** Raw records **
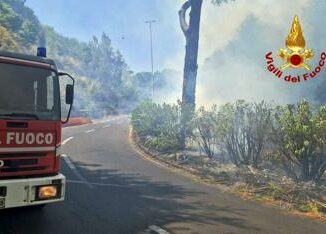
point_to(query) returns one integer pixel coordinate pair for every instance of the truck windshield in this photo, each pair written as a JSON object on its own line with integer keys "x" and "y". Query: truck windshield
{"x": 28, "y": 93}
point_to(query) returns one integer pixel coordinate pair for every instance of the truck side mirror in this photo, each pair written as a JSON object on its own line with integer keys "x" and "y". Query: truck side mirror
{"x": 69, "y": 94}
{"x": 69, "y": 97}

---

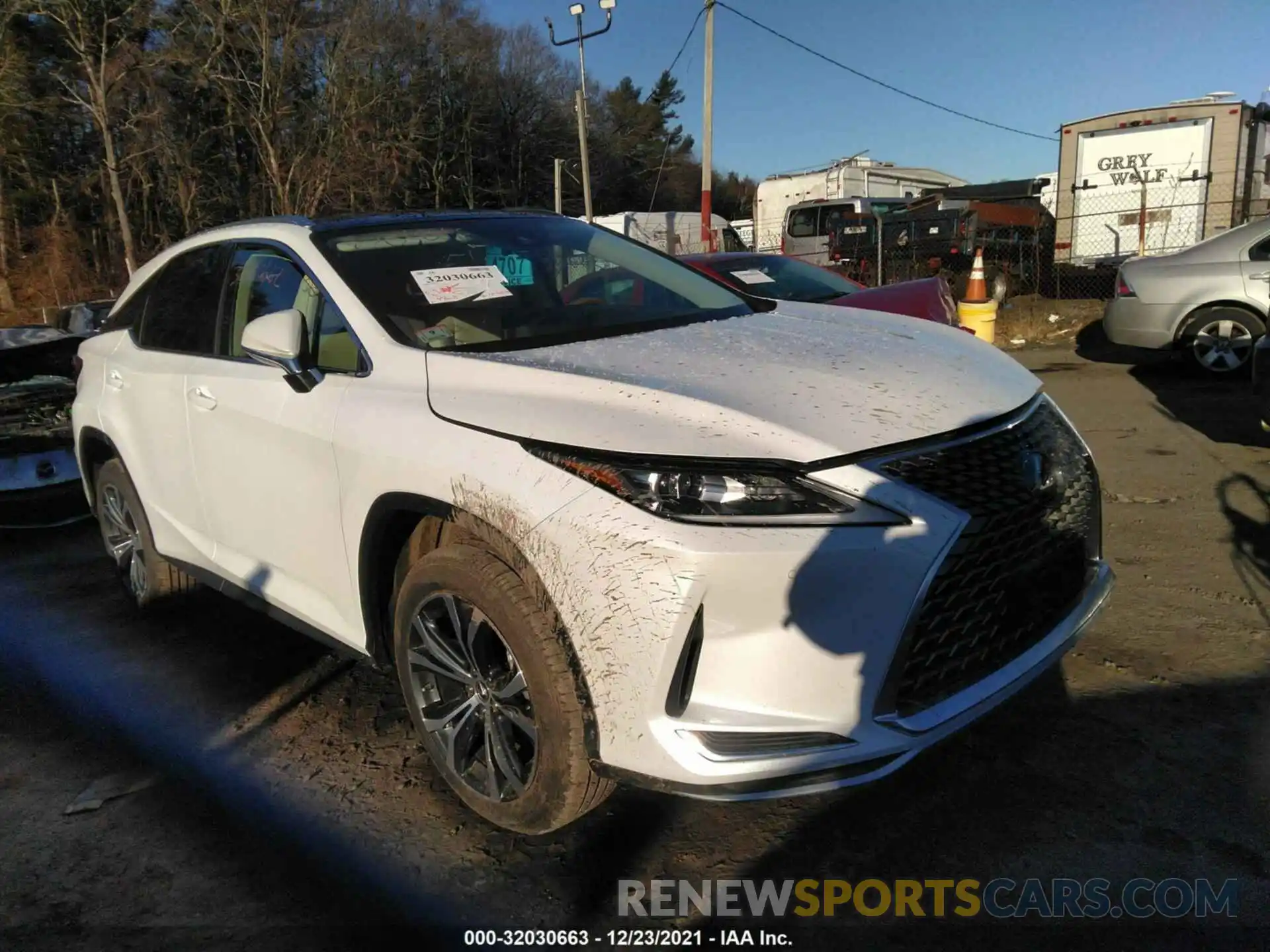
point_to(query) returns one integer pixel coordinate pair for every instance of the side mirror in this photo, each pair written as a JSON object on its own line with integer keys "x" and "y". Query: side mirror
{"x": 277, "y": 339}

---

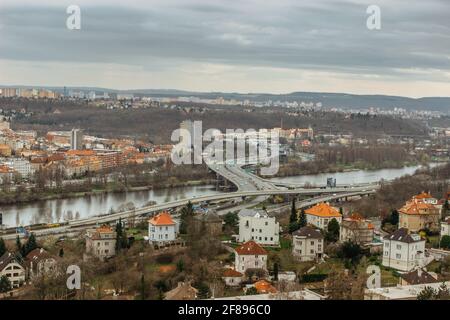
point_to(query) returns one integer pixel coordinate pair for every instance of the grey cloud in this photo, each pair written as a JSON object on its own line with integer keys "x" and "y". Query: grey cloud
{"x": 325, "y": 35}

** Set exercise **
How many lines above contain the word "mirror"? Reply with the number alone.

** Solution for this task **
2